[Extracted records]
= = = = = = =
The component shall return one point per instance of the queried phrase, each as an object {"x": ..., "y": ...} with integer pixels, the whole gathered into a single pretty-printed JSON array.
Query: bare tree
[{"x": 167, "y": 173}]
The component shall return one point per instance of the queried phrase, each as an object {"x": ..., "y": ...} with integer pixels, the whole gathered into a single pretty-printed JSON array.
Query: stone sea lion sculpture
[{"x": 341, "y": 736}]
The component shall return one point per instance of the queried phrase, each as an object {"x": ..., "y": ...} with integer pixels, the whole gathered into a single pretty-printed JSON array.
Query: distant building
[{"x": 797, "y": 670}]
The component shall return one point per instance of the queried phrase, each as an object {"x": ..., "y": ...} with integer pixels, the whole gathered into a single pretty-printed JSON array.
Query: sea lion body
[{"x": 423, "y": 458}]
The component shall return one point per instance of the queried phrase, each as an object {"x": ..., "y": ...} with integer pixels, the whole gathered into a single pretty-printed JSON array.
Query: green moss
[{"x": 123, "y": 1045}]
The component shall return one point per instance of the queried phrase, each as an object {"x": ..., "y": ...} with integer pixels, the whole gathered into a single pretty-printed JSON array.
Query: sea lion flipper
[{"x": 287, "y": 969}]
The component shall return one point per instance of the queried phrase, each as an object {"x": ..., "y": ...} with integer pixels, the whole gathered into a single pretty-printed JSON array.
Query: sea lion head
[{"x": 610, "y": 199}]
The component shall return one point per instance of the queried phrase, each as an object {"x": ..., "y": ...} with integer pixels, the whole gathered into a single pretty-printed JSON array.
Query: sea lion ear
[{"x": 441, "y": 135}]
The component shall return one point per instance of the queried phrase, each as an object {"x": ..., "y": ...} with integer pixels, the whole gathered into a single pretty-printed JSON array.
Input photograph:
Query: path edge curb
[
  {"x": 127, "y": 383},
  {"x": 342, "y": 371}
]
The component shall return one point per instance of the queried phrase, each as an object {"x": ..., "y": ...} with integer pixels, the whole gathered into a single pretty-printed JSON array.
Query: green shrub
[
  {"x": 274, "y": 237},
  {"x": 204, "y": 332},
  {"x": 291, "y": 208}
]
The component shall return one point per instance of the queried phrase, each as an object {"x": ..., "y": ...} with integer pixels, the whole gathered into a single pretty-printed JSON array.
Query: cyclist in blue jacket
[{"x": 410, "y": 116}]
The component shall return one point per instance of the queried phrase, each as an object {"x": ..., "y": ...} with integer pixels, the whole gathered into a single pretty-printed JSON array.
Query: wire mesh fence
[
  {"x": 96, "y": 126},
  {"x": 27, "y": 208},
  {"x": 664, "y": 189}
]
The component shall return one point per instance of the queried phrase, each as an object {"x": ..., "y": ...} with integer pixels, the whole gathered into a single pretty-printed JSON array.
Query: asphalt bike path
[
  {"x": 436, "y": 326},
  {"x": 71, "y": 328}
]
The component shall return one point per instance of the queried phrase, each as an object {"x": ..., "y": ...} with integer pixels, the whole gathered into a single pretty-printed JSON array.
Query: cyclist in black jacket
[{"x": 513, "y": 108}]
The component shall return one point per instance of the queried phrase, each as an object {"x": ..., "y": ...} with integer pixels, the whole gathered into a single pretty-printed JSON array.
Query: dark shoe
= = = = = = =
[WORK TO BE COMPLETED] Here, the records must be output exactly and in full.

[RESPONSE TO THIS TASK]
The component shall return one point per instance of the queried phrase, each as an object {"x": ..., "y": ...} with integer pixels, the whole gathered into a single pretty-printed JSON array.
Query: bare tree
[{"x": 167, "y": 173}]
The component shall return one point per instance of the queried phrase, each as an object {"x": ..., "y": ...} with integer pixels, the whole gathered into a single pretty-printed JSON array.
Query: stone sea lion sculpture
[{"x": 341, "y": 736}]
The component shall return one point per instance of the queried phrase, each as an object {"x": ..., "y": ...} with integer pixels, the whole gathered into a single pretty-printed JSON array.
Query: distant building
[{"x": 797, "y": 670}]
The component shall return one point per instance of the queried phrase, each as an object {"x": ..., "y": ...} with integer pixels, the whole gathered into a single pretty-printed JSON array.
Query: sea lion body
[{"x": 423, "y": 458}]
The component shall return one point per instance of the queried phrase, each as an object {"x": ..., "y": ...} with integer pixels, the whole gathered into a single pretty-printed JSON array.
Query: green moss
[{"x": 123, "y": 1045}]
The component shall return one point per instance of the queried phrase, each as an object {"x": ..., "y": ...} with integer pixels, the whole gathered into a single pretty-printed JSON array.
Query: sea lion flipper
[{"x": 287, "y": 969}]
The component shall return one point per instance of the queried phrase, each as an object {"x": ..., "y": ...} with integer pixels, the whole gathered into a single pretty-printed JSON array.
Query: sea lion head
[{"x": 610, "y": 199}]
The component shall return one point per instance of the queried phrase, each as an object {"x": ..., "y": ...} with integer pixels, the whole gathered into a single pretty-printed JSON array.
Query: sea lion ear
[{"x": 441, "y": 135}]
The component shall return one point per instance of the queried phrase, each as an object {"x": ..., "y": ...} with integer pixels, the whole gathered into a single pretty-printed JSON array.
Input photograph:
Query: path edge curb
[
  {"x": 127, "y": 383},
  {"x": 342, "y": 371}
]
The component shall return one point per instance of the queried phrase, each as an object {"x": ..., "y": ...} with integer pixels, the whole gathered into a single pretty-printed JSON array.
Query: green shrub
[
  {"x": 274, "y": 237},
  {"x": 204, "y": 332},
  {"x": 291, "y": 208}
]
The component shall return one point per instance of the queried phrase, each as an object {"x": ..., "y": ...} with integer pixels, the whole gathered into a single pretty-printed JSON array.
Query: cyclist in blue jacket
[{"x": 410, "y": 116}]
The component shall return one point per instance of the queried phrase, each as an object {"x": ..., "y": ...} with integer pixels, the whole gathered into a single pretty-printed JSON array.
Query: wire mesh fence
[
  {"x": 96, "y": 126},
  {"x": 27, "y": 208},
  {"x": 664, "y": 189}
]
The component shall return one point per instance of the queried phrase, each as an object {"x": ..., "y": ...} with integer pixels, the whole gathered into a single pretty-printed JSON array.
Query: asphalt bike path
[
  {"x": 436, "y": 326},
  {"x": 71, "y": 328}
]
The component shall return one point per instance of the queried phrase, each as an object {"x": ..., "y": ...} with integer pixels, the whole gathered into a single pretty-printed JSON array.
Query: cyclist in black jacket
[{"x": 513, "y": 108}]
The component shall return one point per instance of the queried phrase, each as an object {"x": ..., "y": ...} with integer pixels, the whole gathered into a single pretty-printed JSON array.
Query: dark shoe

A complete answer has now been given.